Examination of Witnesses (Questions 740
- 759)
TUESDAY 6 FEBRUARY 2001
MR MICHAEL
LEGGE, MR
D LLOYD CLARKE,
MRS GLORIA
CRAIG, MR
TONY COMBEN,
MR PAUL
CROWTHER AND
MS FRANCES
NASH
740. I am sure we are reassured by these declarations.
Do you think that you run an efficient policing operation?
(Mr Clarke) We can always be more efficient. I genuinely
believe there are greater efficiencies that we can make within
the MDP in terms of how we do our job, how we succeed at it, whether
we can replace roles of individual officers by using other equipment,
for example cameras, and I think that is a continuing process
and a continuing change of process. We will be more efficient
in the next two, three or four years. It is a little early for
me to say, three months into the organisation at the moment, but
there are things that I would want to look at in greater detail
where I believe we can produce efficiencies.
741. So you are not satisfied with the effectiveness
or the efficiency of the organisation in the force as you took
it over?
(Mr Clarke) I did not speak at all about effectiveness.
742. What about effectiveness?
(Mr Clarke) Again, it is a little bit early for me
to say in terms of three months into it. I know that we have been
effective in respect of the key targets that we have been set
and which have been agreed. We are reaching those targets. If
that is the measure of effectiveness, I am satisfied that we are
being effective at the moment, yes.
743. Have you heard of the case of Private Trevor
Thomas?
(Mr Clarke) No, I have not.
744. You should have done because I have had
correspondence about this with the Minister for the Armed Forces
who is not in his normal place on this Committee this morning.
I find it hard to believe he would have responded to me on such
a subject without checking with you, the Chief Constable of the
Ministry of Defence Police. Let me briefly tell you what happened.
In May 1998, Private Trevor Thomas was attacked. He was serving
at that time with the 16 tank transporter squadron in Fallingbostel,
Germany. He was attacked by a number of fellow soldiers, led by
Corporal Hardy. It was a very serious assault. The Ministry of
Defence Police took so long to pursue the complaints and were
so lackadaisical and inefficient in doing so that the case did
not come before the Army prosecution service until last year.
His attackers were only arraigned in July 2000, more than two
years after the incident, as a result of which the court martial
decided that too long a period had passed since the incident for
a trial to take place and the case against them was dismissed.
The Minister, in response to me, has distinctly laid the blame
not on the Army prosecution service but, because the investigation
was in the hands of your force, he has laid the blame on your
force. That is a very serious indictment of your efficiency or
effectivenesscall it what you will. I accept that it happened
before you took over the force and it is a pity that that case
has not been drawn to your attention personally.
(Mr Clarke) I am unable to comment, other than that
I am advised by a whisper in my ear that that is a Royal Military
Police investigation.

» WORK INSTRUCTIONS:
a - Reproduce verbatim the passage of the committee hearing transcript from "Do you think" up to and including "can produce efficiencies.".
b - Continue the committee hearing transcript from the point at which it ends.

Coordinate annotation records:
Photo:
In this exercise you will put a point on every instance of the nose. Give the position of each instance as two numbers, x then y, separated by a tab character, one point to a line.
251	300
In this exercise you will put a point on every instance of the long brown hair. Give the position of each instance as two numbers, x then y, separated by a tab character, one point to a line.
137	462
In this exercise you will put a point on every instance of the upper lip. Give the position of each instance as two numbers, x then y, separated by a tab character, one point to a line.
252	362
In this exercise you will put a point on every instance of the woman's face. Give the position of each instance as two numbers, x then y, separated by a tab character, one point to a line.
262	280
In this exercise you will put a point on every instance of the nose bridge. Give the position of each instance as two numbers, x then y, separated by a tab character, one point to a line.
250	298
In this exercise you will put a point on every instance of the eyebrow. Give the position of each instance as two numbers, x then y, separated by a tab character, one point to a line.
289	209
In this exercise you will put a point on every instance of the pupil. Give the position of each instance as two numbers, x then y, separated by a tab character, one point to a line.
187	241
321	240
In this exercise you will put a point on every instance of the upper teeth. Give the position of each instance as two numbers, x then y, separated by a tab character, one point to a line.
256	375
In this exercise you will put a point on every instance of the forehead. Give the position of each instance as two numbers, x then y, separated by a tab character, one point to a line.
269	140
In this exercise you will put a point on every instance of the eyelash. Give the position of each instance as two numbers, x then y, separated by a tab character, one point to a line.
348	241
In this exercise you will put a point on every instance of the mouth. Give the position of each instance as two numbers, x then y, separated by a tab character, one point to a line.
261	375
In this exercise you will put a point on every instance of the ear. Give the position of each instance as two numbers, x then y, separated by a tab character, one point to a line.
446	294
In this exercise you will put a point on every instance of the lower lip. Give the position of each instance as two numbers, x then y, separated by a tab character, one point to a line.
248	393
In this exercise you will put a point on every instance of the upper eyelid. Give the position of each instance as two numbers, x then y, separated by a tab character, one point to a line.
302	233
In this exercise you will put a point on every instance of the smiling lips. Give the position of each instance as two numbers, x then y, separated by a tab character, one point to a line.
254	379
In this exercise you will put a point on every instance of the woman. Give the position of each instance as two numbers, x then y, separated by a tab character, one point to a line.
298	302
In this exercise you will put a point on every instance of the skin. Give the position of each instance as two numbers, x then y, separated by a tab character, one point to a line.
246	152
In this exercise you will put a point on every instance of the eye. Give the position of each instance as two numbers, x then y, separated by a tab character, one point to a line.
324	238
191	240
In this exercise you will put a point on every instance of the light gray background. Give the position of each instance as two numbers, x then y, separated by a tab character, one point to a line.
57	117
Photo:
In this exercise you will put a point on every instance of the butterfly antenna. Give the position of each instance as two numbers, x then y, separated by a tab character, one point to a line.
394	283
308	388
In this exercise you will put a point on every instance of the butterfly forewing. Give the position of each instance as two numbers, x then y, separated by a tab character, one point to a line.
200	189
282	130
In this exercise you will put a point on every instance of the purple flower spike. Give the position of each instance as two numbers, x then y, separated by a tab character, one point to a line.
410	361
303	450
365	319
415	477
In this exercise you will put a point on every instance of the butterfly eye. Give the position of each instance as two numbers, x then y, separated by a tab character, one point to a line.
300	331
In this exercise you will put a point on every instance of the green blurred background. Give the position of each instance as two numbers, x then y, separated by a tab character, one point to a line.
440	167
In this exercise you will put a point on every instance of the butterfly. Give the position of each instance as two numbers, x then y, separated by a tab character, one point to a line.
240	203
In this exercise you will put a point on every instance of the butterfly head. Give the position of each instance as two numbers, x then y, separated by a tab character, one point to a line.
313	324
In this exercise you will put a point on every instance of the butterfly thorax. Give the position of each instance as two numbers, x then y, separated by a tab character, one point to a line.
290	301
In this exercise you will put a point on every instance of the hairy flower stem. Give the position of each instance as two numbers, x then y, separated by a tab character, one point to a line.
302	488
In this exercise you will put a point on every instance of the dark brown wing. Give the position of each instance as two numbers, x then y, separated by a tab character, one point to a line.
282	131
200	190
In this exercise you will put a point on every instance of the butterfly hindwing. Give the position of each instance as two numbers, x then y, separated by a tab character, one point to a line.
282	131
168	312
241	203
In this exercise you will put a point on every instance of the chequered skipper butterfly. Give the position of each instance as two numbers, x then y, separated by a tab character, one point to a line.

» THE REPLIES:
a -
Do you think that you run an efficient policing operation?
(Mr Clarke) We can always be more efficient. I genuinely
believe there are greater efficiencies that we can make within
the MDP in terms of how we do our job, how we succeed at it, whether
we can replace roles of individual officers by using other equipment,
for example cameras, and I think that is a continuing process
and a continuing change of process. We will be more efficient
in the next two, three or four years. It is a little early for
me to say, three months into the organisation at the moment, but
there are things that I would want to look at in greater detail
where I believe we can produce efficiencies.

b -
745. It is nothing to do with the MDP?
(Mr Legge) If it took place in Germany and it was
in relation to serving personnel, I am not familiar with the case
either, but I would strongly suspect it was the Royal Military
Police and not the Ministry of Defence Police.
746. The Royal Military Police handle cases
in Germany, whereas a similar case in this country would be handled
by the Ministry of Defence Police?
(Mr Legge) It would depend. If it was a case that
was involving simply military personnel with no involvement of
civilians or Ministry of Defence property, it would be handled
normally by the military police force concerned.
747. If it was the Royal Military Police, I
withdraw any suggestion I implied about the non-performance of
the Ministry of Defence Police.
(Mr Legge) The Ministry of Defence Police have no
jurisdiction outside the United Kingdom.
Mr Davies: I will take this forward with
the Royal Military Police.
Chairman: Given that other Members of
the Committee have been waiting for 15 minutes or longer, Mr Davies,
how much longer do you wish to pursue this particular item?
Mr Davies: I just wish to say one more
thing and that is that I think we have the opportunity in this
Committee to pursue this case with the Royal Military Police.
At an earlier session of this Committee, I pointed out that I
found the distinctions between all this fragmentation of police
forces within the military sphere very confusing and, frankly,
problematic. Clearly, I shall have to pursue this with the RMP.
Thank you very much.
Mr Watts
748. There seems to be a question mark over
the motivation for the Bill. We have heard that there is a sinister
plot by the Ministry of Defence to get either a national police
force or to get new powers that they can use against strikes if
there is a fuel dispute. In your view, has this Bill been developed
by pressure from the Ministry of Defence or from your force itself?
(Mr Legge) Since I have lived with this for the last
four and a half years, the proposals initially came from the Ministry
of Defence Police in terms of difficulties that they had encountered
in the policing that they were carrying out. You had, for example,
the ten examples of the emergency situations where MDP officers
were finding themselves in difficulties. It was the sheer practical
consequences of what was happening on the ground.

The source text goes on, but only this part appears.